### Action item
Below are some entries; set them all down exactly.
----- Given records -----
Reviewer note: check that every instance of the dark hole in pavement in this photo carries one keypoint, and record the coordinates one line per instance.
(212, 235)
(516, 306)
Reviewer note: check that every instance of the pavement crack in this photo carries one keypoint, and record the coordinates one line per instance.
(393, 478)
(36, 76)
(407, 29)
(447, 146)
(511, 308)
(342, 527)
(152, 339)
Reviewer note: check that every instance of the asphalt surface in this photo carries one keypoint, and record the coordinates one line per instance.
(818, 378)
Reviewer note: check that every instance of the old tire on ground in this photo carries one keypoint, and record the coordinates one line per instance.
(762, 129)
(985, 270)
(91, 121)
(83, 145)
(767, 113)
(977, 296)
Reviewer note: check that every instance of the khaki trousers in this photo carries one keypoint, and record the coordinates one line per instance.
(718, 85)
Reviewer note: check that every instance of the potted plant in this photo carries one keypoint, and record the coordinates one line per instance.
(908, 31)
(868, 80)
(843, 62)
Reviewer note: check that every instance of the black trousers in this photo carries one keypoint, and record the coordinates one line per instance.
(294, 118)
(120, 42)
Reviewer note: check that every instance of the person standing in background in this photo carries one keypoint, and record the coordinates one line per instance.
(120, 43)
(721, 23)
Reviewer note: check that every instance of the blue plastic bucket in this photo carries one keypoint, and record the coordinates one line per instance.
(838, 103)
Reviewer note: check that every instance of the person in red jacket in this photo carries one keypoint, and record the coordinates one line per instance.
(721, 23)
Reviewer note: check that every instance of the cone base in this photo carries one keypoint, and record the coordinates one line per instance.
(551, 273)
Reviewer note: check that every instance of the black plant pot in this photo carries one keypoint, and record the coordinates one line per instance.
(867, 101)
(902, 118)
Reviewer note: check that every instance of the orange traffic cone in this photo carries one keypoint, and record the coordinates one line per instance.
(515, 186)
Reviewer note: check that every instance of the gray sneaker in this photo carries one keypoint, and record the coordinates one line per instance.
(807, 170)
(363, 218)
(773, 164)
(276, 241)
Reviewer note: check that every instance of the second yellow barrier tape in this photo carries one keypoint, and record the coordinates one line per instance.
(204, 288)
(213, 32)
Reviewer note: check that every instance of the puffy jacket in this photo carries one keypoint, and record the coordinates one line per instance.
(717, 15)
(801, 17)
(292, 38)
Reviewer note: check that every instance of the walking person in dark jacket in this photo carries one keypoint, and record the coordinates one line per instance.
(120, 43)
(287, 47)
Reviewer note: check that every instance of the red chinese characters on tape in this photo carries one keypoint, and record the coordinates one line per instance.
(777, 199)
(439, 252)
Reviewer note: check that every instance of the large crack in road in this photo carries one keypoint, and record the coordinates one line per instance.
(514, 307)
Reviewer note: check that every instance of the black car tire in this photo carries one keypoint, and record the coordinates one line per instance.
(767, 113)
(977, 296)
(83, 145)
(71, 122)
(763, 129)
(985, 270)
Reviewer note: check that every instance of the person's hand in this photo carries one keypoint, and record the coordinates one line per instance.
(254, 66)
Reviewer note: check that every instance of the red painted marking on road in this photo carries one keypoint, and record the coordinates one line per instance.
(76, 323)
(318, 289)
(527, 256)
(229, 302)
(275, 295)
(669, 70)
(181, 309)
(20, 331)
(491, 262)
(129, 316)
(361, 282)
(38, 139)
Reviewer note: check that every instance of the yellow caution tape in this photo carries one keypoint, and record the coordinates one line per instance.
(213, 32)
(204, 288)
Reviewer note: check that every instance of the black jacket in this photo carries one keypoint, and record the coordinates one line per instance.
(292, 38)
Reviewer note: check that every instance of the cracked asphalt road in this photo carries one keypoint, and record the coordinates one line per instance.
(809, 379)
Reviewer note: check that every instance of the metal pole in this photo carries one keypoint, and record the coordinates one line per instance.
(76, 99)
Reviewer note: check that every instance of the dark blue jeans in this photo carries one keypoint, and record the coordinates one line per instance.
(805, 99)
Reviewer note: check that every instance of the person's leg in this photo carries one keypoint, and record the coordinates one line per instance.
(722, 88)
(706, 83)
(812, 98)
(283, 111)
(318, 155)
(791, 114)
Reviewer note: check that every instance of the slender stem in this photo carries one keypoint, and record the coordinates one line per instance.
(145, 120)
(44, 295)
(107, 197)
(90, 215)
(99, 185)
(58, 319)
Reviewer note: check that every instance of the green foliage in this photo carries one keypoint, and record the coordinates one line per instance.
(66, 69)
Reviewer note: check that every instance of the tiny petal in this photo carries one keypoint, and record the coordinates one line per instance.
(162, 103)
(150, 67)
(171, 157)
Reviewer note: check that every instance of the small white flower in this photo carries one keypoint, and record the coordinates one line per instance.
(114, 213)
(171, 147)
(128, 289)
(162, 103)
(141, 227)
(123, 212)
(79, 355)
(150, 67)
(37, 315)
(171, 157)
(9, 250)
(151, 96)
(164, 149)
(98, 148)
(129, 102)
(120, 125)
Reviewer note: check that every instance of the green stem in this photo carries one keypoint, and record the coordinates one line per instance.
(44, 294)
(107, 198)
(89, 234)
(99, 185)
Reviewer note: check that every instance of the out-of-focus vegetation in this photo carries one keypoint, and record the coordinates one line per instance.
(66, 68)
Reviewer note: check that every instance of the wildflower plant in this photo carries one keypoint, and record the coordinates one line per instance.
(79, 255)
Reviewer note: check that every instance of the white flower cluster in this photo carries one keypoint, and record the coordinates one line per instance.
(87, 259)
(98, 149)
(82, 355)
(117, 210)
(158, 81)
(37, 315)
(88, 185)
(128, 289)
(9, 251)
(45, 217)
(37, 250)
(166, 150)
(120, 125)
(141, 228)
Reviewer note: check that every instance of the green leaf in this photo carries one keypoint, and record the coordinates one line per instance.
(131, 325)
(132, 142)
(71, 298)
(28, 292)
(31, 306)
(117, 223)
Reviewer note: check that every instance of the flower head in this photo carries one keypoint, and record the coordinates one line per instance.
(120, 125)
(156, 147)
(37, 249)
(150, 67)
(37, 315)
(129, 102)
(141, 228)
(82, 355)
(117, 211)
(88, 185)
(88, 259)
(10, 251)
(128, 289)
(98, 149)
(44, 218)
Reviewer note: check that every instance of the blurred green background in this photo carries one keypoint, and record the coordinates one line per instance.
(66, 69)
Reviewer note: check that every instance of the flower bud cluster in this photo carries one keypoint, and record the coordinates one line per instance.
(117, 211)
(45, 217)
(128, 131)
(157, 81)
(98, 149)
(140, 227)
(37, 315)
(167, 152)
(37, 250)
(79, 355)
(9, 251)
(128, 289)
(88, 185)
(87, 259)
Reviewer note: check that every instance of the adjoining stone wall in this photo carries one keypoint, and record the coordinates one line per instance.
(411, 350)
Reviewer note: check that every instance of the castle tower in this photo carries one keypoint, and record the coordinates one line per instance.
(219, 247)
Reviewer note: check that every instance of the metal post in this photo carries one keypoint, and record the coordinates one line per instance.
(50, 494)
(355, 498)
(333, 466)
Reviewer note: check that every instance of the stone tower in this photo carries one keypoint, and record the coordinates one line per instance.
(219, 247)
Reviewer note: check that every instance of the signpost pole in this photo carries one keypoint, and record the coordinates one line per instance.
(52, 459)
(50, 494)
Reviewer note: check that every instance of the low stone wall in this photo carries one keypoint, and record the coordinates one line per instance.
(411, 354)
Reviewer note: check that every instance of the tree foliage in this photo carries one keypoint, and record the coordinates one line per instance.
-----
### Solved exercise
Reviewer note: check that every instance of the dark hole in pavement in this photo carries one keypoint, and record the coordinates one line per instance.
(212, 235)
(516, 306)
Reviewer note: check that every instance of the pavement crack in this photo carries one keypoint, and record the coordinates one line per instance.
(393, 478)
(36, 76)
(407, 29)
(447, 146)
(511, 308)
(342, 527)
(152, 339)
Reviewer note: check that every instance of the asphalt surface in this photo carries one keypoint, and record the coordinates one line per instance.
(818, 378)
Reviewer note: check that every instance of the old tire on ground in this photo carries one keypoint, and record the coordinates one line per instance.
(762, 129)
(985, 270)
(91, 121)
(83, 145)
(767, 113)
(977, 296)
Reviewer note: check that every instance of the khaki trousers in this photo carries one keypoint, and record the coordinates one line per instance.
(718, 85)
Reviewer note: check that every instance of the potted plant in this photo carries one keypoint, and record the coordinates one line per instance.
(908, 31)
(868, 80)
(843, 62)
Reviewer note: check that every instance of the black trousers in this photo carries one keypoint, and record the coordinates one line per instance.
(294, 118)
(120, 42)
Reviewer note: check that every instance of the person standing in background in this photo carries one keypoint, and record the coordinates one line per instance.
(120, 43)
(721, 23)
Reviewer note: check that every instance of the blue plastic bucket in this photo carries one keypoint, and record the coordinates one line per instance.
(838, 103)
Reviewer note: check that every instance of the person in red jacket in this photo carries one keypoint, and record the coordinates one line per instance.
(721, 23)
Reviewer note: check that every instance of the cone base in this photo carries one keypoint, and record the coordinates one line per instance.
(551, 273)
Reviewer note: check that every instance of the black plant pot in this photo carries one keypoint, and record the coordinates one line per instance.
(867, 101)
(902, 118)
Reviewer note: check that every instance of the orange traffic cone in this photo carries one keypoint, and record the coordinates one line per instance.
(515, 186)
Reviewer note: check that every instance of the gray sneaker in this photo carries one keypoint, and record the coordinates one line per instance.
(807, 170)
(363, 218)
(773, 164)
(276, 241)
Reviewer note: check that every instance of the second yellow barrier tape in this photo carries one keypoint, and record the coordinates one line per instance.
(204, 288)
(213, 32)
Reviewer note: check that every instance of the puffy jacket in this photo carries one keypoint, and record the coordinates one line per instance.
(717, 15)
(801, 17)
(292, 38)
Reviewer note: check that every instance of the walking person in dark jacket in this photo carries one keypoint, and record the coordinates one line per instance.
(120, 43)
(287, 47)
Reviewer note: check that every instance of the red chinese characters on tape in this photo carries one keypoint, and record the coordinates one line per instance.
(777, 199)
(439, 252)
Reviewer note: check that every instance of the large crack in road in this photo carries one keypoint, and record the coordinates one line per instance.
(514, 307)
Reviewer note: check that every instance of the black car tire in this photo carries one keypoint, and record the coordinates one line per instance.
(767, 113)
(977, 296)
(83, 145)
(71, 122)
(763, 129)
(985, 270)
Reviewer note: check that every instance of the person's hand in this photo carries one keypoint, and record the coordinates one line per instance.
(254, 66)
Reviewer note: check that every instance of the red painted marking on road in this photo carries one keypoint, and record the coordinates one line per instance.
(76, 323)
(318, 289)
(527, 256)
(229, 302)
(275, 295)
(669, 70)
(181, 309)
(20, 331)
(491, 262)
(129, 316)
(361, 282)
(38, 139)
Reviewer note: check that every instance of the yellow caution tape in this photo carries one keypoint, and record the coordinates one line per instance.
(213, 32)
(204, 288)
Reviewer note: check that every instance of the black jacket in this photo carries one keypoint, and record the coordinates one line per instance.
(292, 38)
Reviewer note: check that every instance of the cracked asphalt road in this photo carries one keypoint, and record the coordinates one line per instance.
(809, 379)
Reviewer note: check that every instance of the metal pole in this photo carries one keypoint, and record the coordinates one line per instance.
(76, 99)
Reviewer note: check that every instance of the dark blue jeans in this photo carries one keypoint, and record the coordinates one line per instance.
(805, 99)
Reviewer note: check that every instance of the person's leg in this photo carries one keypoint, and record the coordinates one line per instance.
(722, 88)
(706, 83)
(812, 98)
(283, 111)
(318, 155)
(791, 114)
Reviewer note: check that every instance of the slender stem in this photo carries one keypoint, and record the coordinates one line per instance.
(145, 120)
(44, 295)
(107, 197)
(90, 215)
(99, 185)
(58, 319)
Reviewer note: check that every instance of the green foliage in this photo carries one keypoint, and record the coordinates one line per instance.
(66, 69)
Reviewer note: check that every instance of the tiny petal in this photo carries one keypoint, and record the coordinates one line per instance.
(162, 103)
(150, 67)
(171, 157)
Reviewer note: check that every instance of the small white flower in this photo carries one keypoint, and record the coordinates one line per instance.
(114, 213)
(171, 147)
(128, 289)
(162, 103)
(141, 227)
(123, 212)
(79, 355)
(150, 67)
(37, 315)
(171, 157)
(9, 250)
(151, 96)
(164, 149)
(98, 148)
(129, 102)
(120, 125)
Reviewer note: check that every instance of the green stem in this photo carries one keypoint, and record the coordinates one line per instance.
(44, 294)
(107, 198)
(89, 234)
(99, 185)
Reviewer note: check that every instance of the out-of-focus vegetation in this photo carries one keypoint, and record the coordinates one line per instance.
(66, 68)
Reviewer note: check that every instance of the wildflower plant in this photo carries one keypoint, and record the coordinates one line per instance.
(79, 255)
Reviewer note: check that every instance of the white flower cluster in this photo carries one keypoint, and record the coordinates one line per instance.
(87, 259)
(98, 149)
(82, 355)
(117, 210)
(158, 81)
(37, 315)
(88, 185)
(128, 289)
(9, 251)
(45, 217)
(37, 250)
(166, 150)
(120, 125)
(141, 228)
Reviewer note: check that every instance of the green leaf in this photo carries one keypoint, and record the coordinates one line per instance.
(131, 325)
(132, 142)
(71, 298)
(28, 292)
(31, 306)
(117, 223)
Reviewer note: check that every instance of the flower head in this photo carries one keypoint, and record the coordinates one line per instance.
(120, 125)
(156, 147)
(37, 249)
(150, 67)
(37, 315)
(129, 102)
(141, 228)
(82, 355)
(117, 211)
(88, 185)
(88, 259)
(10, 251)
(128, 289)
(98, 149)
(44, 218)
Reviewer note: check that every instance of the blurred green background in this photo carries one keypoint, and record the coordinates one line per instance.
(66, 69)
Reviewer note: check that every instance of the flower bud cluster in this photo carries one keypoint, and record the coordinates one line per instance.
(117, 211)
(45, 217)
(128, 131)
(157, 81)
(98, 149)
(140, 227)
(37, 315)
(167, 152)
(37, 250)
(79, 355)
(9, 251)
(128, 289)
(88, 185)
(87, 259)
Reviewer note: check that every instance of the adjoining stone wall in this photo carries one keypoint, and record the coordinates one line per instance.
(411, 350)
Reviewer note: check that every instance of the castle tower in this photo carries one keypoint, and record the coordinates one line per instance.
(219, 247)
Reviewer note: check that every instance of the metal post in this photo carries one keypoint, and record the coordinates one line per instance.
(50, 494)
(355, 498)
(333, 466)
Reviewer note: check that every instance of the stone tower in this photo carries one keypoint, and record the coordinates one line per instance.
(219, 247)
Reviewer note: check that every instance of the signpost pole in this photo carries one keypoint, and record the coordinates one line per instance.
(52, 459)
(50, 494)
Reviewer note: check that every instance of the low stone wall in this photo carries one keypoint, and record the coordinates one line per instance.
(411, 354)
Reviewer note: check that every instance of the tree foliage in this photo carries one keypoint, and record the coordinates one line per instance.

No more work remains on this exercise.